Excerpts from a point-labeling dataset:

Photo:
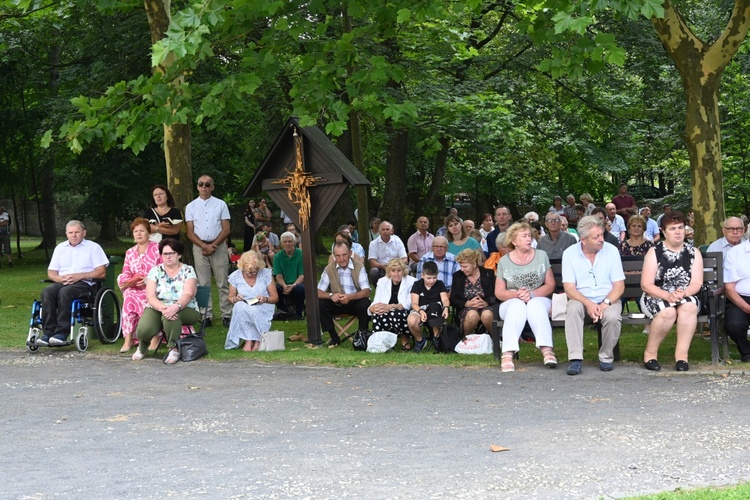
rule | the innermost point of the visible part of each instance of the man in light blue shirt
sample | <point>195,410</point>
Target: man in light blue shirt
<point>445,261</point>
<point>594,282</point>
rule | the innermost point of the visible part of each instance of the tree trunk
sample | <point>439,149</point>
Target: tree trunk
<point>177,138</point>
<point>433,193</point>
<point>702,129</point>
<point>701,67</point>
<point>49,227</point>
<point>395,177</point>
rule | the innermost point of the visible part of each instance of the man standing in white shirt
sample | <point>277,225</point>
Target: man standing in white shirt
<point>74,266</point>
<point>419,243</point>
<point>207,221</point>
<point>652,228</point>
<point>382,249</point>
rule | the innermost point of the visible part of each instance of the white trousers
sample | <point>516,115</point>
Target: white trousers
<point>515,313</point>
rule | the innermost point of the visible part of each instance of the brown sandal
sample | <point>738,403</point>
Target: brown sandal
<point>507,364</point>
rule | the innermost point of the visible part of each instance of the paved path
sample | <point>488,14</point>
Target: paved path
<point>87,426</point>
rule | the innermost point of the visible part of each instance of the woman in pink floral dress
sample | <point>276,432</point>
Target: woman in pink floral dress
<point>138,262</point>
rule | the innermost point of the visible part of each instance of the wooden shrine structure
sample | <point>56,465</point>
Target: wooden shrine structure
<point>305,174</point>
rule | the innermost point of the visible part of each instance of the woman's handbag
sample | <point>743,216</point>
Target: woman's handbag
<point>475,344</point>
<point>272,341</point>
<point>192,347</point>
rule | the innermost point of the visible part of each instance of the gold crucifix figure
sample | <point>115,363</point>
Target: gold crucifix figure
<point>298,182</point>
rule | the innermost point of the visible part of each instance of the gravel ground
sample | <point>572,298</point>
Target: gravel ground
<point>86,426</point>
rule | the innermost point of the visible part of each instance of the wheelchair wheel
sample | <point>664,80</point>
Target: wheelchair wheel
<point>34,333</point>
<point>82,339</point>
<point>106,316</point>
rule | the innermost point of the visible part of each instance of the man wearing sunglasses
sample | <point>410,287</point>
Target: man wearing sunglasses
<point>207,221</point>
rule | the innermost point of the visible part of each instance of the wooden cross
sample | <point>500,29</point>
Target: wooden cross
<point>298,181</point>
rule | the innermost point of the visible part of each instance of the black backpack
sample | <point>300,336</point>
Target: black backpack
<point>448,339</point>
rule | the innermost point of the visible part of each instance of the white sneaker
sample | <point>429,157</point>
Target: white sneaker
<point>173,357</point>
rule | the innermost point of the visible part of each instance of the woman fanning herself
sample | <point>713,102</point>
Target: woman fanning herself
<point>170,290</point>
<point>252,290</point>
<point>524,283</point>
<point>473,292</point>
<point>637,244</point>
<point>139,260</point>
<point>165,218</point>
<point>672,276</point>
<point>392,301</point>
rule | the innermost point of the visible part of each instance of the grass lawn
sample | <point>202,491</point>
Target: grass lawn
<point>740,492</point>
<point>20,285</point>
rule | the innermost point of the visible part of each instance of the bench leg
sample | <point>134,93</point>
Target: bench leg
<point>615,351</point>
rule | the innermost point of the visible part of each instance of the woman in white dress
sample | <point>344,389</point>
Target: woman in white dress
<point>252,290</point>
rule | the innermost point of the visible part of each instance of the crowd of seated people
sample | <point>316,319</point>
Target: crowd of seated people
<point>454,257</point>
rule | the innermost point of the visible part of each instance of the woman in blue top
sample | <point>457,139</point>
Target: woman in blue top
<point>170,292</point>
<point>458,237</point>
<point>252,290</point>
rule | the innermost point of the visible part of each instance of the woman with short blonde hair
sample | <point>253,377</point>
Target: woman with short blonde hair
<point>473,291</point>
<point>252,290</point>
<point>392,302</point>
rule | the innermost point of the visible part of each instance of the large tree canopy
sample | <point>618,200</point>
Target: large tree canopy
<point>511,102</point>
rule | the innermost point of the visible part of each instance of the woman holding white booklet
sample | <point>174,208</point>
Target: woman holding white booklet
<point>252,290</point>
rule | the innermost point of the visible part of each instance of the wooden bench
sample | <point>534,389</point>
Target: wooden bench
<point>713,276</point>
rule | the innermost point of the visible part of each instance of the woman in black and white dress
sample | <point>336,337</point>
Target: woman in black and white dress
<point>672,277</point>
<point>392,302</point>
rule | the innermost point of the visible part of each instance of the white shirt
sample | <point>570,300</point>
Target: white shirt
<point>82,258</point>
<point>736,269</point>
<point>206,216</point>
<point>383,252</point>
<point>720,245</point>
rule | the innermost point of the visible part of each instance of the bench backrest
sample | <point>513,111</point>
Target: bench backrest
<point>713,273</point>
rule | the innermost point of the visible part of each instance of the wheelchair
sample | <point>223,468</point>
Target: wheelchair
<point>99,311</point>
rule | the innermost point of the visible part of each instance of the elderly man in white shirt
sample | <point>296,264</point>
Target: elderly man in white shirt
<point>384,248</point>
<point>74,266</point>
<point>733,229</point>
<point>207,221</point>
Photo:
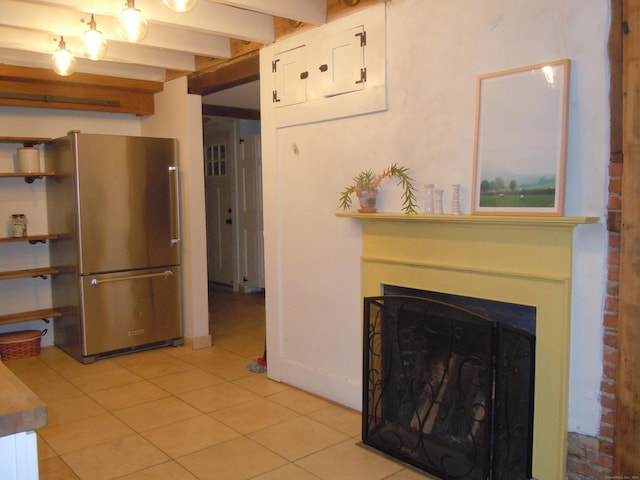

## WHAT IS EXPECTED
Reproduce the listing above with "innermost point" swapped for "central point" everywhere it occurs and all other text left unchanged. Leave the pictures out of your answer.

## EXERCISE RESULT
Photo:
rule | the central point of the visible part of each instance of the man in light blue shirt
sample | <point>195,410</point>
Target: man in light blue shirt
<point>445,261</point>
<point>594,282</point>
rule | the central point of the visible part of each instance of the tree trunk
sample | <point>439,149</point>
Target: tree trunk
<point>177,138</point>
<point>433,193</point>
<point>702,129</point>
<point>701,67</point>
<point>49,227</point>
<point>395,177</point>
rule | the central point of the visible part of each instance of the man standing in white shirt
sample | <point>277,225</point>
Target: man standing in white shirt
<point>74,266</point>
<point>419,243</point>
<point>207,221</point>
<point>652,228</point>
<point>382,249</point>
rule | the central point of the visible part of each instance of the white trousers
sample | <point>516,115</point>
Target: white trousers
<point>515,313</point>
rule | the central point of the visible part of each instance of the brown sandal
sample | <point>738,403</point>
Target: brown sandal
<point>507,364</point>
rule | the central point of the visible part of each instance of the paved path
sample | <point>488,14</point>
Target: paved path
<point>87,426</point>
rule | the central point of the visible part of each instance of the woman in pink floral dress
sample | <point>276,432</point>
Target: woman in pink floral dress
<point>138,262</point>
rule | the central point of the visible part of each instance of the wooden shrine structure
sample | <point>56,465</point>
Target: wooden shrine structure
<point>305,174</point>
rule | the central point of the visible part of each instance of the woman's handbag
sample | <point>743,216</point>
Target: woman's handbag
<point>475,344</point>
<point>272,341</point>
<point>192,347</point>
rule | the central point of the visible part of each instance of the gold crucifix figure
sample | <point>115,363</point>
Target: gold crucifix figure
<point>298,182</point>
rule | the central point of the visible part of each instance of the gravel ground
sample | <point>572,298</point>
Target: gravel ground
<point>86,426</point>
rule | the central point of the visible part of each instance of the wheelchair wheel
sample | <point>664,80</point>
Target: wheelchair wheel
<point>34,333</point>
<point>82,339</point>
<point>106,316</point>
rule | the central point of the visible part of each instance of the man wearing sunglasses
sample | <point>410,287</point>
Target: man wearing sunglasses
<point>207,221</point>
rule | the central point of the visible part of each instance of the wooden cross
sample | <point>500,29</point>
Target: wooden cross
<point>298,181</point>
rule | the central point of the visible part of each instance of the black backpack
sample | <point>300,336</point>
Target: black backpack
<point>448,339</point>
rule | the central point of the visible part of each instance of the white sneaker
sample | <point>429,157</point>
Target: white sneaker
<point>173,357</point>
rule | the central point of the visible part of each instance of the woman fanning herself
sample | <point>713,102</point>
Target: woman fanning herself
<point>170,290</point>
<point>252,290</point>
<point>524,283</point>
<point>473,292</point>
<point>637,244</point>
<point>139,260</point>
<point>165,218</point>
<point>672,276</point>
<point>392,301</point>
rule | the central point of the visible part of each instance of the grass lawn
sample | <point>202,491</point>
Target: grass lawn
<point>740,492</point>
<point>20,285</point>
rule | the central point of the visible part of each instance of the bench leg
sample | <point>134,93</point>
Target: bench leg
<point>615,351</point>
rule | the central point of the visible part of each instance of the woman in white dress
sample | <point>344,389</point>
Target: woman in white dress
<point>252,290</point>
rule | the central point of the visible part of each instance of the crowd of seated people
sample | <point>316,319</point>
Target: crowd of seated people
<point>454,257</point>
rule | the central point of the visible part of each instance of the woman in blue top
sample | <point>457,139</point>
Target: woman in blue top
<point>170,292</point>
<point>458,237</point>
<point>252,290</point>
rule | the central point of the visible part of each instance of the woman with short blonde hair
sample | <point>253,377</point>
Target: woman with short blonde hair
<point>473,291</point>
<point>252,290</point>
<point>392,302</point>
rule | the central point of the visible part of each instance of the large tree canopy
sample | <point>618,200</point>
Target: large tree canopy
<point>511,102</point>
rule | the central point of the visible part of each instance of the woman holding white booklet
sample | <point>174,208</point>
Target: woman holding white booklet
<point>252,290</point>
rule | the central point of the visible part of each instance of the wooden bench
sample | <point>534,389</point>
Target: wooden bench
<point>713,276</point>
rule | the central point of the visible part of each instance of the woman in black and white dress
sample | <point>336,337</point>
Target: woman in black and white dress
<point>672,277</point>
<point>392,302</point>
rule | the central point of the visible part of each instance of the white shirt
sample | <point>570,300</point>
Target: white shirt
<point>82,258</point>
<point>736,269</point>
<point>206,216</point>
<point>383,252</point>
<point>720,245</point>
rule | the central point of the visible part of each instance of the bench backrest
sample | <point>513,111</point>
Target: bench backrest
<point>713,273</point>
rule | the central point of the visible part of each instance of the wheelchair
sample | <point>223,468</point>
Target: wheelchair
<point>99,311</point>
rule | the central point of the visible part of each instance of the elderly man in white shirt
sample | <point>296,264</point>
Target: elderly man in white shirt
<point>384,248</point>
<point>74,266</point>
<point>733,229</point>
<point>207,221</point>
Photo:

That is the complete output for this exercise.